* **Data**
++++++++++++++++++++
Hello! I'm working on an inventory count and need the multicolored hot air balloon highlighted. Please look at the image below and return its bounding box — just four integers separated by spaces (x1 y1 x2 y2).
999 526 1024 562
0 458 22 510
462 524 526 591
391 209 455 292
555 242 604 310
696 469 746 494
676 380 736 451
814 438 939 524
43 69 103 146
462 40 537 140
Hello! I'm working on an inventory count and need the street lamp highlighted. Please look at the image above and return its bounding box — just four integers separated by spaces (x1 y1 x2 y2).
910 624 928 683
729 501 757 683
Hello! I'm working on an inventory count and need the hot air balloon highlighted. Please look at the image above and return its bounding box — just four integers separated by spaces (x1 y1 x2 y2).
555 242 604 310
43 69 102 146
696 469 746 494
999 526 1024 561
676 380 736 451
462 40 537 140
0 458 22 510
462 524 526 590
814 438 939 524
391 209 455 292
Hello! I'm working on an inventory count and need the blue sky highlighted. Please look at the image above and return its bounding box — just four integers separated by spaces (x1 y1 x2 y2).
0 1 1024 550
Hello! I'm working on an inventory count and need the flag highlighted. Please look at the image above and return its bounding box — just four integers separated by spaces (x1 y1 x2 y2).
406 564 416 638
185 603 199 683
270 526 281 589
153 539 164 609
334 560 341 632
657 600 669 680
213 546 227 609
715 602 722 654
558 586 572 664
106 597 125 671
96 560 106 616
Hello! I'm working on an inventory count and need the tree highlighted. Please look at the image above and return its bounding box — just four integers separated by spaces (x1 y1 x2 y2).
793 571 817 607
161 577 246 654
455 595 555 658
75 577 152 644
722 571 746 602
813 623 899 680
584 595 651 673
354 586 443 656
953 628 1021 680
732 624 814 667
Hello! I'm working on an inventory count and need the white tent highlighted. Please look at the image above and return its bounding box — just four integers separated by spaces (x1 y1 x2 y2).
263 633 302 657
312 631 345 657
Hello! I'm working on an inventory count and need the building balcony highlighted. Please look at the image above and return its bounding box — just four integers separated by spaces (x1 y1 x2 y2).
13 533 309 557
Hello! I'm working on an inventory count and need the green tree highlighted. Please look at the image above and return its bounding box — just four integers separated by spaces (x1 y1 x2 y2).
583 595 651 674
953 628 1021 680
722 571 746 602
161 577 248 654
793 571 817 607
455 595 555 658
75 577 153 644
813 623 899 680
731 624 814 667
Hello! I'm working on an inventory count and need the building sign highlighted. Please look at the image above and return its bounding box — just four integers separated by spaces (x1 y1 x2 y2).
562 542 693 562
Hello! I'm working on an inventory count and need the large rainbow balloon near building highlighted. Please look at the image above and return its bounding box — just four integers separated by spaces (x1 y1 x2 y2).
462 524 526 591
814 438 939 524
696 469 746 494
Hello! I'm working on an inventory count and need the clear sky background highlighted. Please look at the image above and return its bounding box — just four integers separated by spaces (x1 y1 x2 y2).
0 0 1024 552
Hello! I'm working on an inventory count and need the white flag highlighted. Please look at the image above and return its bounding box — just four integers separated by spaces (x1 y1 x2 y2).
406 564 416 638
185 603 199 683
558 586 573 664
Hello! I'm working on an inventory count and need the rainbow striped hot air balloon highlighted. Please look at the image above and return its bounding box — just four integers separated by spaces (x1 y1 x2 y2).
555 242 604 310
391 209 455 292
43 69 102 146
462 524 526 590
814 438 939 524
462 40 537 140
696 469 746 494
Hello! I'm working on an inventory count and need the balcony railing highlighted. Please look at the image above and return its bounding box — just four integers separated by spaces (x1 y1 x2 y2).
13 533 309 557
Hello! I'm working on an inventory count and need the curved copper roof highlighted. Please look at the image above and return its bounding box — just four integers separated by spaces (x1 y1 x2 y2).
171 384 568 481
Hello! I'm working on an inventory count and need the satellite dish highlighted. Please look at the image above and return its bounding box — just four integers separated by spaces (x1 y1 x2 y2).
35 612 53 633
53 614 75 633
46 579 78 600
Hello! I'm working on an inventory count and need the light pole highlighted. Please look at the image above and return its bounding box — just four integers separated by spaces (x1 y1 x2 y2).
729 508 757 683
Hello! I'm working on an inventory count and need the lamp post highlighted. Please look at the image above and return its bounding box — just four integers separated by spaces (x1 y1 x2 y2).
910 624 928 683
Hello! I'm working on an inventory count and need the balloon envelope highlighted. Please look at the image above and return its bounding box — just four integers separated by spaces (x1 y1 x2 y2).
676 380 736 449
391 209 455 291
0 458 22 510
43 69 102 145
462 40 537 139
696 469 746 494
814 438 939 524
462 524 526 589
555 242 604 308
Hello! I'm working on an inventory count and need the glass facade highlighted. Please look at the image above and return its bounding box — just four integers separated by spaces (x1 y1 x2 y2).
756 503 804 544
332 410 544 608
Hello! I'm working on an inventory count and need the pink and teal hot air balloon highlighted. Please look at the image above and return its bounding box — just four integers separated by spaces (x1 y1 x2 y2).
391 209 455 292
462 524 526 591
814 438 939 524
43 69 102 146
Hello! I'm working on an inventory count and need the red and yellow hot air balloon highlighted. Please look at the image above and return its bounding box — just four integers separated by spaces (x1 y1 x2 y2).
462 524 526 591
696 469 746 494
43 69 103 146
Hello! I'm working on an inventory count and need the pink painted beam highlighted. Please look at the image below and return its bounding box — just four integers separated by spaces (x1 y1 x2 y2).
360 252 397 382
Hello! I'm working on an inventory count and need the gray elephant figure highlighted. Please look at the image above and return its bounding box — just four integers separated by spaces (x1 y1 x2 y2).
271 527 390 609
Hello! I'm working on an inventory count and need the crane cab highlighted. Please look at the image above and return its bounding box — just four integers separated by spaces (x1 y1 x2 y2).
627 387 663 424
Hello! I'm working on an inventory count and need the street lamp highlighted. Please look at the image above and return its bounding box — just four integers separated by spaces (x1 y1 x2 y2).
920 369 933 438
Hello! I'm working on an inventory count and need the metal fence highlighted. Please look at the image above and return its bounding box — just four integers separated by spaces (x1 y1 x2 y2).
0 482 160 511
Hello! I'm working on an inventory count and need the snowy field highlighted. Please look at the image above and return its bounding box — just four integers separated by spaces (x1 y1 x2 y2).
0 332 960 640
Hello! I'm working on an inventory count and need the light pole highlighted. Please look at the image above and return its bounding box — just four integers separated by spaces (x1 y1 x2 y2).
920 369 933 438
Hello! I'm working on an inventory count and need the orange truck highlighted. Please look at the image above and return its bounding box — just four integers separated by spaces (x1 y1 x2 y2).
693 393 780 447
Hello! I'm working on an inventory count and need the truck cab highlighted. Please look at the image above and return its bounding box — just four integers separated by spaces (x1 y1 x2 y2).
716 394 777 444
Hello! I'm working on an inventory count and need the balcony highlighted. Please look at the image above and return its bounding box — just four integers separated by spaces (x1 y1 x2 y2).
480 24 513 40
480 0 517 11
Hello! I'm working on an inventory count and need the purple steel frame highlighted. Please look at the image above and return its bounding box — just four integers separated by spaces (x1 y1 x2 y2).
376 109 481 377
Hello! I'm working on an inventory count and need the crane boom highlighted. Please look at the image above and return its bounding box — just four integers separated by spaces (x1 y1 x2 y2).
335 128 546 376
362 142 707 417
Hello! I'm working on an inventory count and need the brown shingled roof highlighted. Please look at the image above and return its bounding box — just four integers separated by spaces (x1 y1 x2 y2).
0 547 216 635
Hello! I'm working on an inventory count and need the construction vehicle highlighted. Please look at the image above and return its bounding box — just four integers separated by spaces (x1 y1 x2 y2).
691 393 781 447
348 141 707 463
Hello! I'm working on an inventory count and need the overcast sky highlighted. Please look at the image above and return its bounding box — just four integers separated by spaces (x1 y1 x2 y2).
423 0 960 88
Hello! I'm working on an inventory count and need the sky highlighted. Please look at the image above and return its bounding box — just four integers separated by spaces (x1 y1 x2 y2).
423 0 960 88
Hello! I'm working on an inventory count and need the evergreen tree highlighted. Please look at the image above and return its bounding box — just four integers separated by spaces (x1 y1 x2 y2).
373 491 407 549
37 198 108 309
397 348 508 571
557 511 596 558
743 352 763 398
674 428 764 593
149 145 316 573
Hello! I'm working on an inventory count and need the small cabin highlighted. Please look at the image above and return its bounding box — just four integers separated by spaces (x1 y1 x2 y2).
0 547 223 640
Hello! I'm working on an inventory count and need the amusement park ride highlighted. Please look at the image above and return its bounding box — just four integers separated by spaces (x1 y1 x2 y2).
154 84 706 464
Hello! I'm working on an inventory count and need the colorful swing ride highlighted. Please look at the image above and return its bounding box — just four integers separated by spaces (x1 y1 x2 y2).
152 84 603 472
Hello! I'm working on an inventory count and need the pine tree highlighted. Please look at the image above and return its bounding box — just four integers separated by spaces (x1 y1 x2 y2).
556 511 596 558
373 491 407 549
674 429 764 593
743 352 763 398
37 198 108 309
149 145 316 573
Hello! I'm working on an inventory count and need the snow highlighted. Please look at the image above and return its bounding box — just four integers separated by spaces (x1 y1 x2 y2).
++++++++++++++++++++
* **Problem**
Write out the items verbatim, from the line that contains "Hello! I'm working on an inventory count and need the snowy" through the line that contains "362 142 707 417", including both of those lines.

* **Response for this exercise**
Hello! I'm working on an inventory count and need the snowy field highlighted. Please look at the image above and return its bounding box — just four integers separated by spaces (x1 y1 x2 y2).
0 332 960 640
Hello! I'm working on an inventory count and need the light pole highlighted. Please look at the image above and return its bounding box — just four integers separated by spaces (x1 y1 x2 y2).
920 369 933 438
Hello! I'm working on an inventory count and need the orange truck highlighted. Please look at the image above and return its bounding box — just four integers separated by spaces (x1 y1 x2 y2).
693 393 780 447
Hello! I'm working on an inventory count and need the truck cab highlighted. Please look at the image above and return its bounding box — just four integers separated by spaces (x1 y1 x2 y2).
716 394 777 444
Hello! I'm working on an inventory count and need the balcony highlighted. Please look at the image above and return its bounding box — just four integers separated by spaces (x1 y1 x2 y2).
480 24 513 40
480 0 517 11
Hello! I'm working on an inventory count and need the purple steel frame highlighted. Please look at the image above and return its bounding box — just four integers separated by spaces (x1 y1 x2 y2).
376 109 481 377
Hello! I'm working on an inventory count and need the crane boom highlighted. Please look at the image above and return its bounding box — just four integers separated by spaces (x1 y1 x2 y2).
335 128 546 376
362 142 707 417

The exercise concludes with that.